- _Instructions to follow_: Rewrite the records below as a two-column CSV headed label_text and marked_points, with one row per record. Put each record's text and its answer in separate quoted fields, replace line breaks with spaces, and leave the pictures out.

=== Records for this exercise ===

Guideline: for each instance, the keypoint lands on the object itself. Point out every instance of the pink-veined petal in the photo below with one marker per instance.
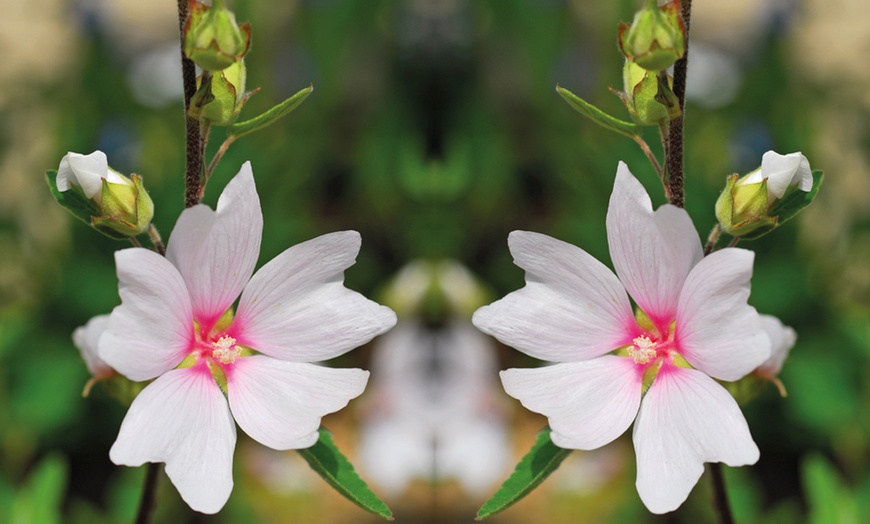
(588, 404)
(296, 307)
(280, 404)
(182, 419)
(152, 330)
(652, 252)
(571, 308)
(216, 251)
(685, 420)
(717, 331)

===

- _Result_:
label_text,marked_points
"Guideline: for each instance, the keypoint lands on the object itself. Point out every instance of the pink-veined petal in the photo below with one marker per instance.","(588, 404) (296, 307) (280, 404) (182, 419) (152, 330) (652, 252) (571, 308) (216, 251) (685, 420) (717, 331)"